Transcribe, without alteration, the portion of the SGML overview that opens with the words containing "Since identifiers are" and closes with "between different systems.".

Source document ::
════════════════════

Information longevity
SGML is a simple and standard data storage format. One needs not to reformat or re-convert his data because of hardware or software platform change. Information is simply available forever. It carries along everything needed to create document.

Better data management
With SGML one can define information elements and operations over them with any desired depth of detailedness. Marked elements can carry attributes defining their characteristics and features. For example, ID attribute can uniquely identify single paragraph or entire division, footnote, figure, task -- any element, like this:

 <para
		  id=431>Information</para>

Since identifiers are machine-readable they can interlink bits of information or control it in different way. For example:
  • Security control allows only chosen people read or change data.
  • Automated data movement, for example, renovation of one piece of data can initiate change of related information in other applications.

Information share
Structuring of document allows to compile it from separate parts, assigning parts to different people throughout an organization. Users can share information without copying it.

Portability
In information networks connecting different computers, OS and applications, portability becames a key to common access to information. Since SGML doesn't rely on specific hardware or applications, one can easily pass a documents between different systems.

════════════════════

Records provided ::
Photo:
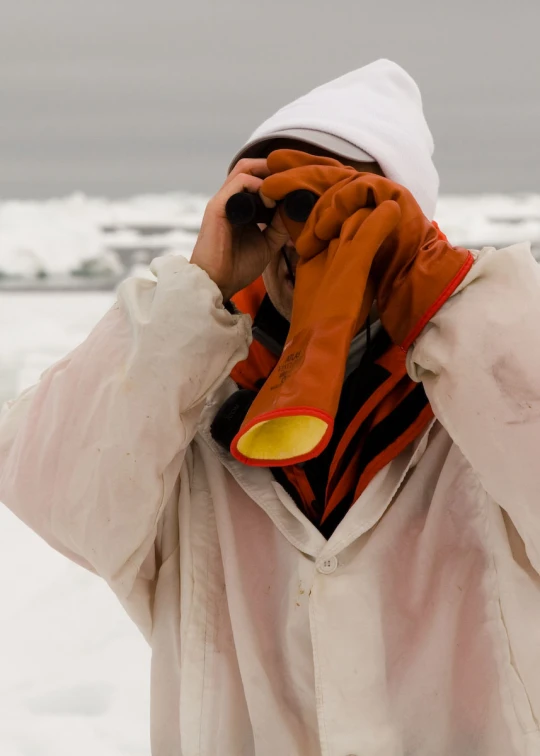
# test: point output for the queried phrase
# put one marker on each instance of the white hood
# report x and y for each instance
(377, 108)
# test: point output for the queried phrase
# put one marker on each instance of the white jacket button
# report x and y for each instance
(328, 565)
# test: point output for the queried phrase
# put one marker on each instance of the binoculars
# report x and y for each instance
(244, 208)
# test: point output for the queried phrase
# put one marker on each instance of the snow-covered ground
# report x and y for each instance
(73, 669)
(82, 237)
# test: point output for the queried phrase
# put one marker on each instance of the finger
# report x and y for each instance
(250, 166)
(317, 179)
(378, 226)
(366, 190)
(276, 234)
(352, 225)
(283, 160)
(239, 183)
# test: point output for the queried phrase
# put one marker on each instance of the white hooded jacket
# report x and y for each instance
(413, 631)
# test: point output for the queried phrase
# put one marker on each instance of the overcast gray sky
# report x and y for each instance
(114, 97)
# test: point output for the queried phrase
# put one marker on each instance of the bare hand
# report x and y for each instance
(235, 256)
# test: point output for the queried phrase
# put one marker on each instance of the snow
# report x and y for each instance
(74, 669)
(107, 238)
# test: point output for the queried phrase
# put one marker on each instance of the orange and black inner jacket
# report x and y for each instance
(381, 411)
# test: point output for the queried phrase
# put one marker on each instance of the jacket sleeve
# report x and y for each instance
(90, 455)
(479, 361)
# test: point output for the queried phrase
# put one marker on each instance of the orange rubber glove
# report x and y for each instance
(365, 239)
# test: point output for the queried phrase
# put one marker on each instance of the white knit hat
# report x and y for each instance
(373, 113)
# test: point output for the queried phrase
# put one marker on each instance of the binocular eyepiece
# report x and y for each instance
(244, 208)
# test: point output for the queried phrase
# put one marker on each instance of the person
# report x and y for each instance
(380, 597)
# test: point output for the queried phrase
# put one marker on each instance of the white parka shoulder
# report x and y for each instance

════════════════════

Answer for the task ::
Since identifiers are machine-readable they can interlink bits of information or control it in different way. For example:
  • Security control allows only chosen people read or change data.
  • Automated data movement, for example, renovation of one piece of data can initiate change of related information in other applications.

Information share
Structuring of document allows to compile it from separate parts, assigning parts to different people throughout an organization. Users can share information without copying it.

Portability
In information networks connecting different computers, OS and applications, portability becames a key to common access to information. Since SGML doesn't rely on specific hardware or applications, one can easily pass a documents between different systems.